Can you repeat every line of the records below word for word, leaving the pictures out of your answer?

### EXTRACTED DATA

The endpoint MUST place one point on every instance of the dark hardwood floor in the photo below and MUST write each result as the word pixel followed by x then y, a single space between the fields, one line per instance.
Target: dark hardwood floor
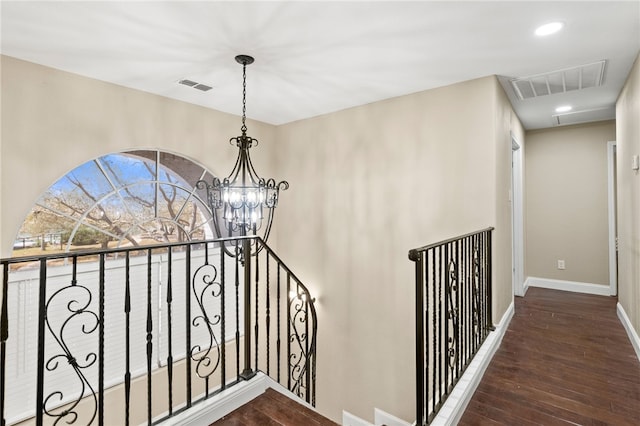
pixel 565 360
pixel 273 409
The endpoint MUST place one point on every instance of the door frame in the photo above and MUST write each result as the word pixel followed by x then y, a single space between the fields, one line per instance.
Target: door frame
pixel 611 201
pixel 517 217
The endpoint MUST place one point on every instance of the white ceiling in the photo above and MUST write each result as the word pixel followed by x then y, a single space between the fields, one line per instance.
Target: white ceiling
pixel 317 57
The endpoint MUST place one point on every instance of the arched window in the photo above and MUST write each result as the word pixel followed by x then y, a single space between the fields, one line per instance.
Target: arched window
pixel 133 198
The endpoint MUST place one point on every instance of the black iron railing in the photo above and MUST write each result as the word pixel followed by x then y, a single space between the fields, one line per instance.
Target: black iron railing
pixel 453 314
pixel 137 335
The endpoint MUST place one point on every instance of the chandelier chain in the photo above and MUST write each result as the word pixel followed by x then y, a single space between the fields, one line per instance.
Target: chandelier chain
pixel 244 98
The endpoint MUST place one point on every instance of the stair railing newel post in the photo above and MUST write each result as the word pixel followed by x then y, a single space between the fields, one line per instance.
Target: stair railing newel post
pixel 247 372
pixel 416 257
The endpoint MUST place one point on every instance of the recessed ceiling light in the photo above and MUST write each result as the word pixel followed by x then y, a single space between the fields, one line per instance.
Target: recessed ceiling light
pixel 564 108
pixel 550 28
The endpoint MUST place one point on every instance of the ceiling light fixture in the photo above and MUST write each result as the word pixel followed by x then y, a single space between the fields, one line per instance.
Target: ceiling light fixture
pixel 564 108
pixel 548 29
pixel 243 202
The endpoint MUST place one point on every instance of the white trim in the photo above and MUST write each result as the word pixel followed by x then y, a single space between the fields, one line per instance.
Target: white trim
pixel 213 409
pixel 454 407
pixel 349 419
pixel 381 418
pixel 626 322
pixel 574 286
pixel 611 201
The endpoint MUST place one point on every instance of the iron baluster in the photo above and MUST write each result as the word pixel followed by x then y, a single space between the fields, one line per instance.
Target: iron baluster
pixel 237 285
pixel 170 329
pixel 257 300
pixel 278 325
pixel 223 370
pixel 127 313
pixel 188 324
pixel 101 343
pixel 149 339
pixel 453 281
pixel 268 318
pixel 4 336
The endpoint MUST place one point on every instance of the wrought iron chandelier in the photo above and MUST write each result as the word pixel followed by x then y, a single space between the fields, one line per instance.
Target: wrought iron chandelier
pixel 243 203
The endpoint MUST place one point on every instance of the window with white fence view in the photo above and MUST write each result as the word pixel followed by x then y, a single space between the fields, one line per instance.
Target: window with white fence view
pixel 121 307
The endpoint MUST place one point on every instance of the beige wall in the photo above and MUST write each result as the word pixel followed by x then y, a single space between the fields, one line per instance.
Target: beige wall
pixel 628 144
pixel 53 121
pixel 566 209
pixel 368 184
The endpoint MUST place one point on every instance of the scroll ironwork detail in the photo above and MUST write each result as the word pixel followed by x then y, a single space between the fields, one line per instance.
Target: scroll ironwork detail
pixel 82 320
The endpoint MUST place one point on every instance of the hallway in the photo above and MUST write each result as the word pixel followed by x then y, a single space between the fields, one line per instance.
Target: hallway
pixel 565 359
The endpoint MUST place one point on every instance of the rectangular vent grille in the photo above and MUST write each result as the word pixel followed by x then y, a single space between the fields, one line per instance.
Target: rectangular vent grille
pixel 195 85
pixel 561 81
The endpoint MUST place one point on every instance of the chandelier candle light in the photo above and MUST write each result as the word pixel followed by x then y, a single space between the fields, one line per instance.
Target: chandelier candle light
pixel 243 200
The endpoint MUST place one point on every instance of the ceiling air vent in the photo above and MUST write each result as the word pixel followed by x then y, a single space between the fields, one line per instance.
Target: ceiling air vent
pixel 561 81
pixel 195 85
pixel 585 116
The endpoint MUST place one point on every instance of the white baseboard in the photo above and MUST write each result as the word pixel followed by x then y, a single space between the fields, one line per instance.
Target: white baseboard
pixel 631 332
pixel 383 418
pixel 213 409
pixel 349 419
pixel 574 286
pixel 453 409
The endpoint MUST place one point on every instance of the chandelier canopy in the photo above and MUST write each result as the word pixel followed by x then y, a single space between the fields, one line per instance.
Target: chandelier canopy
pixel 243 203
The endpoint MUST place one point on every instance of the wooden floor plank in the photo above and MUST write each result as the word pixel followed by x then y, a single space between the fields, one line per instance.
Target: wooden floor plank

######

▸ THE RESULT:
The endpoint MUST place one point on every instance of the dark hardwood floor in the photo below and MUST write each result as the word pixel followed by x then y, a single space between the fields, one line per instance.
Target: dark hardwood floor
pixel 565 360
pixel 273 409
The endpoint MUST place one point on every instance of the door frame in the photo above and MUST write each result as the word pixel followed by x then y, a single space between the fields, one line per instance.
Target: door frame
pixel 611 201
pixel 517 217
The endpoint MUST place one point on every instance of the white ceiling in the photo above and MUST write each result as the word pixel followed by x then y, a single space between the fields, one line per instance.
Target: white ceiling
pixel 317 57
The endpoint MUST place one point on every instance of the arched window in the photo above and MUST write each result as the word pixel followed by x then y, a single space between the fields, one line per instance.
Target: arched window
pixel 133 198
The endpoint MUST place one point on every instance of the black iron railing in the photo above and MUST write each result as the word pixel followed by x then y, a single space between the fields, one line per instance.
Target: black iron railing
pixel 453 314
pixel 137 335
The endpoint MUST place one point on every instance of the chandelier chain in the photo above and MUST write each result as the word pixel followed by x then y, a single space between the fields, one line per instance.
Target: chandelier chain
pixel 244 98
The endpoint MUST place one point on every instance of the stair railing newel post in the photo above and MUST write each result as the word pixel followed by x then y, a single space between the fields, one line per instance.
Target: stair railing newel post
pixel 247 372
pixel 416 257
The endpoint MUST place one point on every instance of the recessed ceiling light in the photo above and MUST write each result as the word pixel followed by x then y, a single space between the fields, one line per instance.
Target: recessed ceiling light
pixel 564 108
pixel 550 28
The endpoint MUST place one point on every instance of the ceiling light fixture in the photo above and MUST write each result as the word pixel followed by x then y, a single space between the fields, one line per instance.
Target: ceiling light fixture
pixel 564 108
pixel 548 29
pixel 243 202
The endpoint MUST place one point on every instance of the white trim in the photo above and MUST write each result as the word pixel followed by x then y, a single space between the fields, one line per instance.
Target: white trim
pixel 213 409
pixel 454 407
pixel 349 419
pixel 381 418
pixel 626 322
pixel 574 286
pixel 611 201
The endpoint MUST place one point on every instance of the iron baluster in the photo above and MUST write each result as the word pixel followed by x then y, a single space between the fields, one line per instance.
Target: iron baluster
pixel 237 285
pixel 170 329
pixel 257 300
pixel 278 325
pixel 223 370
pixel 127 313
pixel 188 324
pixel 101 343
pixel 149 339
pixel 453 281
pixel 268 318
pixel 4 336
The endpoint MUST place one point on every instance of the wrought iron chandelier in the photo above and MUST write each result as the word pixel followed by x then y, a single space between the fields, one line per instance.
Target: wrought iron chandelier
pixel 243 203
The endpoint MUST place one point on every instance of the window with white fence view in the photo above and MUST write each result as the word pixel followed by x then y, a single space between the fields, one line per instance.
Target: window with white fence view
pixel 121 307
The endpoint MUST place one point on every instance of the beige wall in the photo above and MUST write each result as the word pixel followed by x then y, a single space between the fields, one line per instance.
Target: beige wall
pixel 628 144
pixel 53 121
pixel 566 209
pixel 368 184
The endpoint MUST place one point on every instance of the scroll ironwork detail in the photo above and MUST write each result as the word pixel followed by x then y, a single space between the fields, one line per instance.
Target: scroll ironwork detail
pixel 82 320
The endpoint MUST place one point on every instance of the hallway in the photo above and MUST write each result as the word pixel followed by x then y, a single space between the fields, one line per instance.
Target: hallway
pixel 565 359
The endpoint MUST place one point on every instance of the rectangular vent grille in the photo above and MUST write each result as the word pixel followed by x then y, a single space between the fields, one line per instance.
Target: rectangular vent grille
pixel 195 85
pixel 561 81
The endpoint MUST place one point on every instance of the chandelier candle light in the photo above and MUST write each result as the word pixel followed by x then y, a single space between the fields, one line per instance.
Target: chandelier candle light
pixel 243 200
The endpoint MUST place one point on every instance of the ceiling air vent in the photo above and MUST write each result as the word pixel followed by x then y, a single space between the fields, one line per instance.
Target: ceiling air vent
pixel 561 81
pixel 195 85
pixel 585 116
The endpoint MUST place one point on every instance of the white baseboard in the photo above and MUST write each result as the word pixel followed by x then y, a single space between the fields, one line per instance.
Target: white baseboard
pixel 631 332
pixel 383 418
pixel 213 409
pixel 349 419
pixel 574 286
pixel 453 409
The endpoint MUST place one point on every instance of the chandelier canopy in the photo above and MUST write each result as the word pixel followed by x then y, a single space between the fields, one line per instance.
Target: chandelier canopy
pixel 243 203
The endpoint MUST place one point on every instance of the wooden floor plank in the photo above and MUST write each result as the word pixel followed by x then y, a single space between the fields, one line per instance.
Target: wooden floor plank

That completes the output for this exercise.